* _Exercise requirements_: Quote verbatim the part of the material that opens at its very beginning and closes with the line containing "177], [465, 182]]]", both ends included. Omit the pictures from your answer.
** START Data rows **
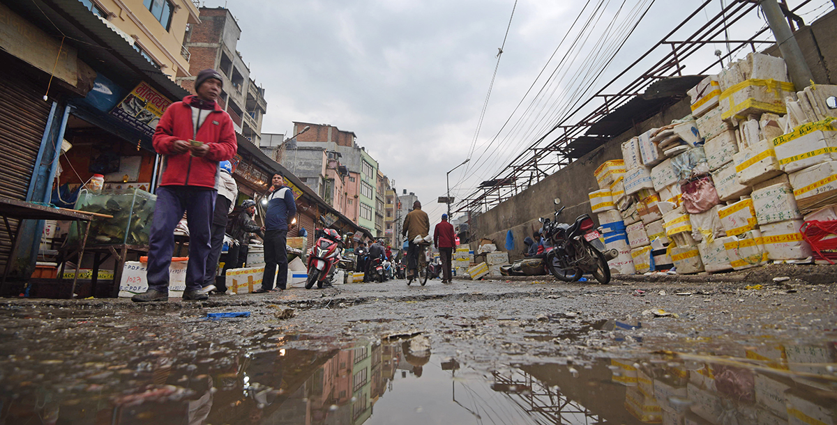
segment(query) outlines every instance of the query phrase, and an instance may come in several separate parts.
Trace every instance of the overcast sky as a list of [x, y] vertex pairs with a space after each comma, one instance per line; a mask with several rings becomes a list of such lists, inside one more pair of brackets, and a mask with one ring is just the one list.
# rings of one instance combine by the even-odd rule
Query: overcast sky
[[[562, 108], [568, 109], [562, 105], [601, 88], [697, 6], [684, 0], [591, 0], [583, 13], [585, 2], [568, 0], [519, 0], [516, 7], [514, 0], [203, 3], [226, 5], [238, 19], [242, 29], [238, 50], [249, 64], [250, 77], [265, 89], [263, 132], [287, 134], [295, 120], [353, 131], [358, 145], [395, 181], [399, 193], [407, 189], [418, 196], [432, 223], [444, 210], [436, 199], [445, 194], [447, 171], [474, 151], [469, 164], [450, 174], [451, 194], [458, 199], [469, 195], [542, 136], [542, 129], [554, 125]], [[788, 3], [793, 8], [800, 2]], [[599, 39], [621, 40], [649, 7], [619, 53], [614, 54], [615, 43], [596, 50]], [[490, 99], [472, 146], [513, 8]], [[803, 16], [808, 22], [831, 8], [830, 0], [814, 0]], [[713, 1], [680, 33], [691, 34], [690, 28], [706, 23], [720, 10], [721, 0]], [[565, 41], [550, 61], [579, 15], [583, 23], [590, 16], [598, 18], [574, 44], [576, 50]], [[763, 25], [763, 18], [753, 14], [737, 24], [730, 38], [749, 37]], [[578, 33], [572, 31], [568, 39]], [[772, 38], [772, 34], [765, 37]], [[707, 48], [685, 72], [702, 69], [714, 59], [714, 49], [724, 47]], [[531, 112], [514, 114], [542, 69], [548, 64], [548, 75], [565, 57], [574, 59], [565, 64], [565, 79], [553, 83], [551, 94]], [[577, 91], [571, 77], [603, 57], [614, 60], [602, 78]], [[542, 76], [537, 81], [536, 90], [547, 79]], [[524, 108], [531, 95], [527, 99]], [[510, 117], [510, 125], [501, 131]], [[510, 130], [516, 122], [517, 130]], [[455, 186], [463, 177], [465, 182]]]

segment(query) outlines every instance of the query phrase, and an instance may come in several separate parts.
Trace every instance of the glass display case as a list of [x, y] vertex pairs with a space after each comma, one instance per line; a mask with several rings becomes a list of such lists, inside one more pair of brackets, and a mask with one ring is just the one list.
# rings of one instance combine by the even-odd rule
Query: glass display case
[[[97, 217], [90, 223], [88, 246], [147, 245], [156, 203], [157, 195], [141, 189], [102, 191], [100, 194], [82, 189], [75, 209], [113, 216], [113, 218]], [[78, 243], [79, 235], [79, 224], [74, 223], [67, 236], [68, 243]]]

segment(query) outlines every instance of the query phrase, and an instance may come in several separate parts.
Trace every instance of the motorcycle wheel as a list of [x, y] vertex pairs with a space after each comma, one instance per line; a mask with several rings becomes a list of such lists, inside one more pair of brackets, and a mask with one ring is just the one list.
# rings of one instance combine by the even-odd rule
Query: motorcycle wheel
[[311, 269], [311, 273], [308, 274], [308, 280], [306, 280], [306, 289], [310, 289], [314, 286], [314, 284], [317, 283], [320, 278], [320, 270], [316, 269]]
[[610, 266], [608, 265], [608, 260], [604, 259], [604, 254], [601, 251], [596, 249], [590, 243], [584, 243], [584, 248], [587, 248], [588, 252], [593, 258], [596, 259], [596, 269], [591, 273], [593, 277], [598, 280], [599, 284], [608, 284], [610, 283]]
[[[552, 252], [551, 252], [552, 253]], [[563, 282], [575, 282], [581, 279], [581, 270], [578, 269], [562, 269], [561, 262], [554, 253], [547, 256], [547, 268], [555, 279]]]

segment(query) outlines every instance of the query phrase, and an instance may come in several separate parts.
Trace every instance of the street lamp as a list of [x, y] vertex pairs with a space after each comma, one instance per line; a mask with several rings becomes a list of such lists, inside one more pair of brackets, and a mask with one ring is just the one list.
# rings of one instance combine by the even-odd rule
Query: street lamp
[[[468, 159], [463, 161], [461, 164], [460, 164], [460, 165], [453, 167], [450, 170], [450, 172], [453, 172], [454, 170], [455, 170], [455, 169], [457, 169], [457, 168], [459, 168], [459, 167], [465, 165], [465, 163], [467, 163], [469, 161], [470, 161], [470, 158], [468, 158]], [[444, 175], [444, 182], [445, 182], [445, 184], [448, 187], [448, 196], [447, 196], [448, 199], [446, 199], [446, 201], [448, 201], [448, 219], [449, 220], [450, 219], [450, 172], [448, 172], [447, 174]]]

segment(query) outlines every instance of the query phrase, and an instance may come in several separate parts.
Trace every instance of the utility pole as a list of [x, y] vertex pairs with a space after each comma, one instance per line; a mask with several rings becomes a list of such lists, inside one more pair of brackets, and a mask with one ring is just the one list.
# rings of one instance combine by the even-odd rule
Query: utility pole
[[790, 26], [784, 19], [778, 3], [776, 0], [759, 0], [758, 4], [762, 7], [765, 18], [768, 18], [770, 30], [773, 32], [773, 37], [776, 38], [776, 44], [778, 45], [782, 57], [788, 65], [791, 82], [797, 90], [808, 87], [814, 80], [814, 76], [811, 74], [811, 69], [808, 68], [805, 56], [802, 54], [802, 49], [799, 49], [796, 38], [791, 33]]

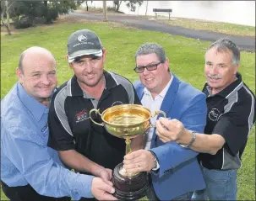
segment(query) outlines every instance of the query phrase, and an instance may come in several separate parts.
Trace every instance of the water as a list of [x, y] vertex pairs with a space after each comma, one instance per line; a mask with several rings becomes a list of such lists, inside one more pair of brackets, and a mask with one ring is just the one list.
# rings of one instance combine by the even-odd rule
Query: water
[[[102, 8], [102, 1], [94, 1], [89, 6]], [[144, 15], [147, 1], [135, 12], [131, 12], [123, 2], [120, 11], [128, 14]], [[112, 6], [112, 1], [106, 2]], [[171, 17], [226, 22], [255, 27], [255, 1], [148, 1], [147, 15], [155, 15], [153, 8], [172, 8]], [[168, 15], [166, 15], [166, 17]]]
** END Data rows **
* _Problem solution_:
segment(query) outlines every instance of the query phrase, and an instance may come in several separate parts.
Trace every instance of the overcast sky as a list of [x, y] vertex pairs with a space after each comma, one instance per line; a mask with several rings becomes a list of such lists, inside one more pair of brackets, and a mask with one ring is just the one list.
# rings of one instance combine by the even-odd rule
Query: overcast sky
[[[562, 108], [568, 109], [562, 105], [601, 88], [697, 6], [684, 0], [591, 0], [583, 13], [585, 2], [568, 0], [519, 0], [516, 7], [514, 0], [203, 3], [226, 5], [238, 19], [242, 29], [238, 50], [249, 64], [250, 77], [265, 89], [263, 132], [287, 134], [295, 120], [353, 131], [358, 145], [395, 181], [399, 193], [407, 189], [418, 196], [432, 223], [444, 210], [436, 199], [445, 194], [447, 171], [474, 151], [469, 164], [450, 174], [451, 194], [458, 199], [469, 195], [542, 136], [542, 129], [554, 125]], [[788, 3], [793, 8], [800, 2]], [[599, 39], [621, 40], [649, 7], [619, 53], [614, 54], [615, 43], [596, 50]], [[490, 99], [472, 146], [513, 8]], [[803, 16], [808, 22], [831, 8], [830, 0], [814, 0]], [[713, 1], [680, 33], [691, 34], [690, 28], [706, 23], [720, 10], [721, 0]], [[565, 41], [550, 61], [579, 15], [583, 23], [590, 16], [598, 18], [574, 44], [576, 50]], [[763, 25], [763, 18], [753, 14], [737, 24], [730, 38], [749, 37]], [[578, 33], [572, 31], [568, 39]], [[772, 38], [772, 34], [765, 37]], [[707, 48], [685, 72], [702, 69], [714, 59], [714, 49], [724, 47]], [[531, 112], [514, 114], [542, 69], [548, 64], [548, 75], [565, 57], [574, 59], [565, 64], [565, 79], [553, 83], [551, 94]], [[577, 91], [571, 77], [603, 57], [614, 60], [602, 78]], [[542, 76], [537, 81], [536, 90], [547, 79]], [[524, 108], [531, 95], [527, 99]], [[510, 117], [510, 125], [501, 131]], [[510, 130], [516, 122], [517, 130]], [[455, 186], [463, 177], [465, 182]]]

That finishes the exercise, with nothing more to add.